**TASK DIRECTIONS**. Omit the pictures. Print each entry below exactly.

(Stored items)
▬▬▬▬▬▬
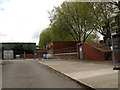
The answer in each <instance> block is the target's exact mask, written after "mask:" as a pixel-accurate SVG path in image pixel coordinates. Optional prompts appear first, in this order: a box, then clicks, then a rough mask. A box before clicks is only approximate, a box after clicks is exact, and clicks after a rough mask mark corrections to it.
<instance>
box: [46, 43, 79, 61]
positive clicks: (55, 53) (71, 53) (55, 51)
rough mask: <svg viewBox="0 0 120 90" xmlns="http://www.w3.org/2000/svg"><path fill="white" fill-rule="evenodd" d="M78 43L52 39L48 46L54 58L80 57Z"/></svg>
mask: <svg viewBox="0 0 120 90" xmlns="http://www.w3.org/2000/svg"><path fill="white" fill-rule="evenodd" d="M76 44H77V42H74V41H52V42H51V43H48V44H47V48H48V50H49V51H48V52H49V53H51V54H52V56H53V57H54V58H64V59H68V58H71V59H72V58H77V59H78V58H79V57H78V54H77V49H76Z"/></svg>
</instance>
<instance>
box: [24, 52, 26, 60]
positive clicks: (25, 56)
mask: <svg viewBox="0 0 120 90" xmlns="http://www.w3.org/2000/svg"><path fill="white" fill-rule="evenodd" d="M25 58H26V56H25V51H24V59H25Z"/></svg>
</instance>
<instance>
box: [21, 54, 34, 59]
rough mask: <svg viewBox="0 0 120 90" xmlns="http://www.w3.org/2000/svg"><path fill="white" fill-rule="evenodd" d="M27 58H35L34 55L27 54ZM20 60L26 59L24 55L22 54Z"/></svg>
mask: <svg viewBox="0 0 120 90" xmlns="http://www.w3.org/2000/svg"><path fill="white" fill-rule="evenodd" d="M25 57H26V58H34V54H25ZM20 58H24V54H20Z"/></svg>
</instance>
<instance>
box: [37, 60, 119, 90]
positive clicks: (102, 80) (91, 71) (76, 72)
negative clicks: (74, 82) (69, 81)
mask: <svg viewBox="0 0 120 90" xmlns="http://www.w3.org/2000/svg"><path fill="white" fill-rule="evenodd" d="M38 62H39V63H41V64H44V65H47V66H48V67H50V68H52V69H54V70H56V71H58V72H61V73H63V74H64V75H66V76H68V77H70V78H72V79H74V80H76V81H78V82H80V83H83V84H85V85H87V86H89V87H92V88H118V71H116V70H113V69H112V68H113V65H112V64H111V63H107V62H105V61H102V62H92V61H74V60H62V59H57V60H56V59H44V60H39V61H38Z"/></svg>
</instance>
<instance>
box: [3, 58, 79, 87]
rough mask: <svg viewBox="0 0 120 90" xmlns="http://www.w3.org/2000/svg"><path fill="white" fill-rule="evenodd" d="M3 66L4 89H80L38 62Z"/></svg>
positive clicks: (12, 60)
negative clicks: (41, 64)
mask: <svg viewBox="0 0 120 90" xmlns="http://www.w3.org/2000/svg"><path fill="white" fill-rule="evenodd" d="M10 62H11V63H8V64H6V65H3V69H2V70H3V73H2V87H3V88H80V86H79V85H78V84H76V83H75V82H73V81H71V80H69V79H68V78H66V77H65V76H63V75H61V74H59V73H57V72H54V71H52V70H50V69H48V68H46V67H45V66H43V65H41V64H39V63H37V62H36V60H14V61H13V60H12V61H10Z"/></svg>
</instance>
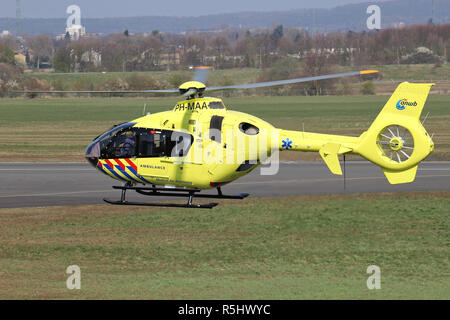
▬▬▬▬▬▬
**PROBLEM SOLUTION**.
The answer in each <instance> block is the target's exact mask, written after "mask:" as a pixel-accurate SVG path in image pixel coordinates. Optional prompts appear first, in this order: a box, then clicks, then a rough mask. A box before clicks is only approximate, a box after clicks is exact, and clicks after a rough mask mark corrections to it.
<instance>
box: [46, 43, 79, 61]
positive clicks: (55, 53) (71, 53) (55, 51)
rough mask: <svg viewBox="0 0 120 90" xmlns="http://www.w3.org/2000/svg"><path fill="white" fill-rule="evenodd" d="M78 43L52 39L48 46L54 58L80 57Z"/></svg>
mask: <svg viewBox="0 0 120 90" xmlns="http://www.w3.org/2000/svg"><path fill="white" fill-rule="evenodd" d="M76 44H77V42H74V41H52V42H51V43H48V44H47V48H48V50H49V51H48V52H49V53H51V54H52V56H53V57H54V58H64V59H68V58H71V59H72V58H77V59H78V58H79V57H78V54H77V49H76Z"/></svg>
</instance>
<instance>
box: [24, 52, 26, 60]
positive clicks: (25, 56)
mask: <svg viewBox="0 0 120 90" xmlns="http://www.w3.org/2000/svg"><path fill="white" fill-rule="evenodd" d="M25 58H26V56H25V51H24V59H25Z"/></svg>
</instance>
<instance>
box: [21, 54, 34, 59]
rough mask: <svg viewBox="0 0 120 90" xmlns="http://www.w3.org/2000/svg"><path fill="white" fill-rule="evenodd" d="M27 58H35L34 55L27 54ZM20 60L26 59L24 55L22 54Z"/></svg>
mask: <svg viewBox="0 0 120 90" xmlns="http://www.w3.org/2000/svg"><path fill="white" fill-rule="evenodd" d="M25 57H26V58H34V54H25ZM20 58H24V54H20Z"/></svg>
</instance>
<instance>
box: [37, 60, 119, 90]
positive clicks: (102, 80) (91, 71) (76, 72)
negative clicks: (74, 82) (69, 81)
mask: <svg viewBox="0 0 120 90" xmlns="http://www.w3.org/2000/svg"><path fill="white" fill-rule="evenodd" d="M38 62H39V63H41V64H44V65H47V66H48V67H50V68H52V69H54V70H56V71H58V72H61V73H63V74H64V75H66V76H68V77H70V78H72V79H74V80H76V81H78V82H80V83H83V84H85V85H87V86H89V87H92V88H118V71H116V70H113V69H112V68H113V65H112V64H111V63H107V62H105V61H102V62H92V61H74V60H62V59H57V60H56V59H44V60H39V61H38Z"/></svg>
</instance>
<instance>
box: [3, 58, 79, 87]
rough mask: <svg viewBox="0 0 120 90" xmlns="http://www.w3.org/2000/svg"><path fill="white" fill-rule="evenodd" d="M3 66L4 89H80L38 62Z"/></svg>
positive clicks: (12, 60)
negative clicks: (41, 64)
mask: <svg viewBox="0 0 120 90" xmlns="http://www.w3.org/2000/svg"><path fill="white" fill-rule="evenodd" d="M10 62H11V63H8V64H6V65H3V69H2V70H3V73H2V87H3V88H80V86H79V85H78V84H76V83H75V82H73V81H71V80H69V79H68V78H66V77H65V76H63V75H61V74H59V73H57V72H54V71H52V70H50V69H48V68H46V67H45V66H43V65H41V64H39V63H37V62H36V60H14V61H13V60H12V61H10Z"/></svg>
</instance>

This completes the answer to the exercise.